Excerto do texto:
-=-=-=-=-
Crítica: Ordem Moral (2020)

*7.5/10*

Ordem Moral, de Mário Barroso, é um elogio a uma mulher que desafiou o seu tempo. Um exemplo de emancipação e feminismo numa época de turbulência social e política - e mesmo de saúde pública, com a gripe espanhola a fazer vítimas, numa imprevisível analogia aos dias que vivemos.

"A história que pretendemos contar é pública e conhecida: em 1918, Maria Adelaide Coelho da Cunha, herdeira e proprietária do Diário de Notícias, abandona o luxo social, cultural e familiar em que vive para fugir com um insignificante chauffeur, 26 anos mais novo. As consequências desta sua decisão serão obviamente dolorosas e moralmente devastadoras."

O retrato de uma época em que as mulheres eram meros acessórios: as de classe baixa viviam para o trabalho e abusos dos patrões, sem dignidade ou defesa, as da alta sociedade vivam no ócio, inúteis e esquecidas pelos homens da casa, que as desrespeitavam e se desfaziam delas quando assim lhes conviesse. Não seria assim tão linear, mas o resumo está feito e somavam-se exemplos, como bem nos conta Ordem Moral, pegando na história da herdeira do Diário de Notícias, interpretada de corpo e alma por Maria de Medeiros. Uma interpretação magistral que é a alma da longa-metragem, entre a rebeldia, o altruísmo, a simplicidade, a paixão, o desespero, mas sem baixar os braços, até ao fim.
-=-=-=-=-
(Entradas guardadas)
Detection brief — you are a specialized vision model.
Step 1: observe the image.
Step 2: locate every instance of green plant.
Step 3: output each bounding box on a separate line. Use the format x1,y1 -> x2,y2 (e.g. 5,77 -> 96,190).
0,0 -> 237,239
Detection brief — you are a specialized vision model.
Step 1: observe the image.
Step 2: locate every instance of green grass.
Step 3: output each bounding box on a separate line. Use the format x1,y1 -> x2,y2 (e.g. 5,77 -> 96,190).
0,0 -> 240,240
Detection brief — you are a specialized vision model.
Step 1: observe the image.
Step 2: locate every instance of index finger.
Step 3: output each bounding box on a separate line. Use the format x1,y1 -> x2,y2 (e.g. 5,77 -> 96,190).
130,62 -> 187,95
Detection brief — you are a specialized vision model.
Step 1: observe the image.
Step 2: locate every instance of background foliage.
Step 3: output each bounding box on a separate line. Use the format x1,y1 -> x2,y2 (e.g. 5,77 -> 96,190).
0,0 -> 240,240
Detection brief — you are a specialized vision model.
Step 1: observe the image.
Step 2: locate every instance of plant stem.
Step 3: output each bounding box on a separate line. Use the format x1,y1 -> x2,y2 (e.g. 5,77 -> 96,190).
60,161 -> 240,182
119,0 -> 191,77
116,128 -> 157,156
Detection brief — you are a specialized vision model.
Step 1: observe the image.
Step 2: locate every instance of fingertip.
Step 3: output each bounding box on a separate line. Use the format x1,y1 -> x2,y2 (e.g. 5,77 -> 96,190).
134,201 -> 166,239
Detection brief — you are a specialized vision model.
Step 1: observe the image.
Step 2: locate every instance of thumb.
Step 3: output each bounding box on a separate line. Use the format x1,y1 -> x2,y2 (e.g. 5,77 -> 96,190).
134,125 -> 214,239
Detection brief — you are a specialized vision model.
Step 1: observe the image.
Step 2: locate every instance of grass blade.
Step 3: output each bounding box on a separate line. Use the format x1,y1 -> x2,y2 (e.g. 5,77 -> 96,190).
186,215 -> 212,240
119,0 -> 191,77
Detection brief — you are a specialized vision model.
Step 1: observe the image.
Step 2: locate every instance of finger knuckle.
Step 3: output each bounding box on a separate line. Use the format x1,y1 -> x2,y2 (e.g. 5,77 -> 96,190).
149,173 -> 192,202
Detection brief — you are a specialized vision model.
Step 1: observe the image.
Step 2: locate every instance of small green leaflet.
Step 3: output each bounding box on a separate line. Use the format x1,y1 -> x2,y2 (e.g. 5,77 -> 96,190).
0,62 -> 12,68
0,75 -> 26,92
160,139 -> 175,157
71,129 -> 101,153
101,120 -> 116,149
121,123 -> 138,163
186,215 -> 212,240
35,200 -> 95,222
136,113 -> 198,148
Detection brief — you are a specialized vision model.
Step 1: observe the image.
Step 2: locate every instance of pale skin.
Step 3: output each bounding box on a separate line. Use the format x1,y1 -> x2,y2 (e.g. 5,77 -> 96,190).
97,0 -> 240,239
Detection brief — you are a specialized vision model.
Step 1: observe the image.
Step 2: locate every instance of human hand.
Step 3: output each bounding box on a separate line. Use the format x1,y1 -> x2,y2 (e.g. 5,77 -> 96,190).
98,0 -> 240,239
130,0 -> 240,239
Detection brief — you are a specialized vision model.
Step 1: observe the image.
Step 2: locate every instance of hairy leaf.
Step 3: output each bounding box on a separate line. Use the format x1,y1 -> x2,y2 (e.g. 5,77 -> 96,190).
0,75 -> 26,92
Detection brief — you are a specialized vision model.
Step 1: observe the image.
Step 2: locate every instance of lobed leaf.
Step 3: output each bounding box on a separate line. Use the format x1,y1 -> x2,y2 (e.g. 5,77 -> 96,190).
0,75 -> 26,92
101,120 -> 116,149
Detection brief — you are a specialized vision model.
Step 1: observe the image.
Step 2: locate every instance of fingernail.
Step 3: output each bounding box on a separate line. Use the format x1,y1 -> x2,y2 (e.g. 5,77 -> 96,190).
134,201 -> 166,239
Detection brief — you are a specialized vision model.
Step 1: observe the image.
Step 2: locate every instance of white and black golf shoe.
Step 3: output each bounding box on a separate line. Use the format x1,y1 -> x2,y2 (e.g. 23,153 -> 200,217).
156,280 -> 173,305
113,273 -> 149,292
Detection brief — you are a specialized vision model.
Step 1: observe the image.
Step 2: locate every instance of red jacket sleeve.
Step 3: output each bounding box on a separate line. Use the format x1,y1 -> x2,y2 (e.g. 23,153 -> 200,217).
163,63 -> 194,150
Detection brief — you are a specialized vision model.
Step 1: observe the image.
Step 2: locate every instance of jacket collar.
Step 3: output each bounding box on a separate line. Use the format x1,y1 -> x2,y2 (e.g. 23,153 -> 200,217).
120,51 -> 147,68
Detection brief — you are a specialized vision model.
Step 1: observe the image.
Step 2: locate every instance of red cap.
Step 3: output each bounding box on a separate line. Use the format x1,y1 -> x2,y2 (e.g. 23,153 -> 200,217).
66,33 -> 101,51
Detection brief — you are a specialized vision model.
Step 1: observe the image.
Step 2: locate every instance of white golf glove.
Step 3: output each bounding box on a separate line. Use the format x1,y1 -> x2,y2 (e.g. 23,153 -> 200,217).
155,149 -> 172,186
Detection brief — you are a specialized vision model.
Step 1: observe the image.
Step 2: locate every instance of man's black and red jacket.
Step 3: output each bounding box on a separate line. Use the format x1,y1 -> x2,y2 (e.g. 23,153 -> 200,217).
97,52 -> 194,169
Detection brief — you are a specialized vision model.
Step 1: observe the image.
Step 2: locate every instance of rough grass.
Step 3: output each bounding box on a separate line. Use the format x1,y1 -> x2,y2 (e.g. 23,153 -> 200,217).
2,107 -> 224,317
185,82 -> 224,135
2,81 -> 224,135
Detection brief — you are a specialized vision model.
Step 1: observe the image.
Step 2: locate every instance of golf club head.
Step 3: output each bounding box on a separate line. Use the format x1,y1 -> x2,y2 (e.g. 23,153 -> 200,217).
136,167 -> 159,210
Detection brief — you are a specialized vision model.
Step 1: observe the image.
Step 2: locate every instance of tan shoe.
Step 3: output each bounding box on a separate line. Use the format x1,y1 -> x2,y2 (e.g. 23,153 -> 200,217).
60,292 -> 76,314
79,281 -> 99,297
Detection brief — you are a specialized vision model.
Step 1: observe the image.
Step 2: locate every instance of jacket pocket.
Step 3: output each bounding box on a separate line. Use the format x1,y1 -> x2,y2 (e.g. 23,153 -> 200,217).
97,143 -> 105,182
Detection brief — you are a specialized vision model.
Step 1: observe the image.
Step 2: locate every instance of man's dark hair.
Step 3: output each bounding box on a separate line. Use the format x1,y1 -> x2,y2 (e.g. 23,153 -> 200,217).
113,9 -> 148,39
-=-=-=-=-
Aplique o que leu:
1/ Indique se cada afirmação está de acordo com a crítica de Ordem Moral, respondendo sim ou não e citando as palavras do texto que o determinam: (a) Maria Adelaide Coelho da Cunha fugiu com um chauffeur mais velho do que ela; (b) a crítica apresenta Ordem Moral como um filme de Mário Barroso; (c) a fuga de Maria Adelaide Coelho da Cunha ocorre em 1918.
2/ Segundo a crítica de Ordem Moral, quem interpreta a herdeira do Diário de Notícias?

Respostas:
1/
(a) Não: "26 anos mais novo".
(b) Sim: "Ordem Moral, de Mário Barroso".
(c) Sim: "em 1918, Maria Adelaide Coelho da Cunha".

2/ Maria de Medeiros.